EXTRAHIERTER TEXT →

Sind die Missbrauchsfälle Einzeltaten der Vergangenheit? Oder sind sie Spiegel einer Gesellschaft, die jeden Maßstab verloren hat?“ Das fragt die deutsche Wochenzeitung „Die Zeit“. Beides nicht. Wer das tägliche Aufeinanderprallen von vorgefügter katholischer Moral und der Wirklichkeit sieht, der kann nicht von Vergangenheit sprechen. Der Priester mit einer mehr oder weniger heimlichen Geliebten ist ein Regelfall, gemeinsame Kinder sind nicht die Ausnahme. Das Verbot von Verhütung und Kondomen schreit in Zeiten von Aids und Überbevölkerung in Afrika zum Himmel. Und wer noch nicht von zeitnahen Missbrauchsfällen gehört hat, der wollte das einfach nicht hören.

AUFGABEN →
**a)** Fassen Sie den Absatz aus dem Text zu den Missbrauchsfällen oben, der mit „Sind die Missbrauchsfälle Einzeltaten“ beginnt, als knappe Stichpunktliste zusammen. Die wesentlichen Aussagen müssen erhalten bleiben.
**b)** Beantworten Sie anhand des Textes zu den Missbrauchsfällen oben die folgenden Fragen jeweils kurz:
(i) Welche Zeitung stellt die eingangs zitierten Fragen?
(ii) Was ist bei Priestern laut Text ein Regelfall?
(iii) In welchem Zusammenhang wird Afrika erwähnt?

BEREITGESTELLTE ZEILEN →

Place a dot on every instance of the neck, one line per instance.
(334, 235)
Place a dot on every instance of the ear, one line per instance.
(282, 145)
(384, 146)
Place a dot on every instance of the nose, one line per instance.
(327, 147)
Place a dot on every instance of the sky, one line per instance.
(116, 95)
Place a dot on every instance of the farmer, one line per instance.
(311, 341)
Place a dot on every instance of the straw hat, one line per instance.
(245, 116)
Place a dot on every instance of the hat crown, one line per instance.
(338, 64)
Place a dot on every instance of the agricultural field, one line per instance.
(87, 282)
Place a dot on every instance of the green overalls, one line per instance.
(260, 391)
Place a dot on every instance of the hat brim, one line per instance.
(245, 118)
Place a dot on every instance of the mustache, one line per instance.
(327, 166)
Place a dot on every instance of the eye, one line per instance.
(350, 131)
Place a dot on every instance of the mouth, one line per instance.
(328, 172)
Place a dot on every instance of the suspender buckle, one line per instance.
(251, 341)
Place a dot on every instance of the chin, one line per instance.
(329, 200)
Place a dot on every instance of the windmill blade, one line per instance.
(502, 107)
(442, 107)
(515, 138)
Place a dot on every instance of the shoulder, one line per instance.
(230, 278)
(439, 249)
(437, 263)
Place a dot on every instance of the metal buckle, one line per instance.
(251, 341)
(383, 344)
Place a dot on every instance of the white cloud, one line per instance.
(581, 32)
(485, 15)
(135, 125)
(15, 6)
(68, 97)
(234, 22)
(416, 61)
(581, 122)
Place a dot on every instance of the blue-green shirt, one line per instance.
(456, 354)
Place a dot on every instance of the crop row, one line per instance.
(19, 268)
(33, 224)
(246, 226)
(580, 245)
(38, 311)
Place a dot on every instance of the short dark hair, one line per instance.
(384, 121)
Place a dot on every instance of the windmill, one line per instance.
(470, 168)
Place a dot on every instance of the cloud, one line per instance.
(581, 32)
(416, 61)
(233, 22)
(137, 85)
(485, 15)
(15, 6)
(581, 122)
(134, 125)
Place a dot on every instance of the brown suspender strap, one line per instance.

LÖSUNGEN →
**a)**
- Die Wochenzeitung „Die Zeit“ fragt, ob die Missbrauchsfälle Einzeltaten der Vergangenheit oder Spiegel einer maßstabslosen Gesellschaft sind. Der Text verneint beides.
- Katholische Moral und Wirklichkeit prallen täglich aufeinander. Von Vergangenheit kann daher keine Rede sein.
- Priester mit mehr oder weniger heimlicher Geliebter sind ein Regelfall, gemeinsame Kinder keine Ausnahme.
- Das Verbot von Verhütung und Kondomen schreit angesichts von Aids und Überbevölkerung in Afrika zum Himmel.
- Wer von zeitnahen Missbrauchsfällen noch nichts gehört hat, wollte es nicht hören.

**b)**
(i) Die deutsche Wochenzeitung „Die Zeit“.
(ii) Ein Priester mit einer mehr oder weniger heimlichen Geliebten.
(iii) Beim Verbot von Verhütung und Kondomen in Zeiten von Aids und Überbevölkerung in Afrika.